• **PROBLEM STATEMENT**: Render the items below as a JSON array of strings, one string per line, with blank lines and pictures omitted.
────
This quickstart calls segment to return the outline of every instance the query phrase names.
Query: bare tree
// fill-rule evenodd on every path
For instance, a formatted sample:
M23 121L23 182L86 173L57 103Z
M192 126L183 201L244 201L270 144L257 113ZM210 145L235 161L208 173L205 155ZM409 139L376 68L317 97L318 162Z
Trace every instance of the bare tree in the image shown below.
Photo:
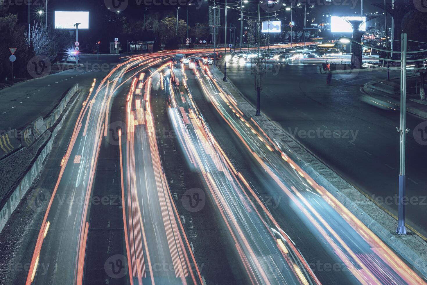
M34 23L30 35L30 41L27 40L27 44L32 47L35 55L44 55L52 61L72 46L73 40L67 31L47 28L43 23Z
────
• **EXERCISE RESPONSE**:
[
  "This quickstart calls segment to return the outline of every instance the query phrase names.",
  "Query: bare tree",
  "// fill-rule evenodd on every path",
  "For instance, a formatted sample:",
  "M23 121L23 182L86 173L57 103Z",
  "M192 126L183 201L244 201L270 144L257 113ZM210 145L235 161L208 173L205 155ZM409 139L376 68L317 97L318 162Z",
  "Trace every instance of the bare tree in the image shown below.",
  "Photo:",
  "M34 23L30 35L30 41L27 40L27 44L32 47L35 55L44 55L52 61L72 46L73 40L67 31L47 28L43 23Z"
]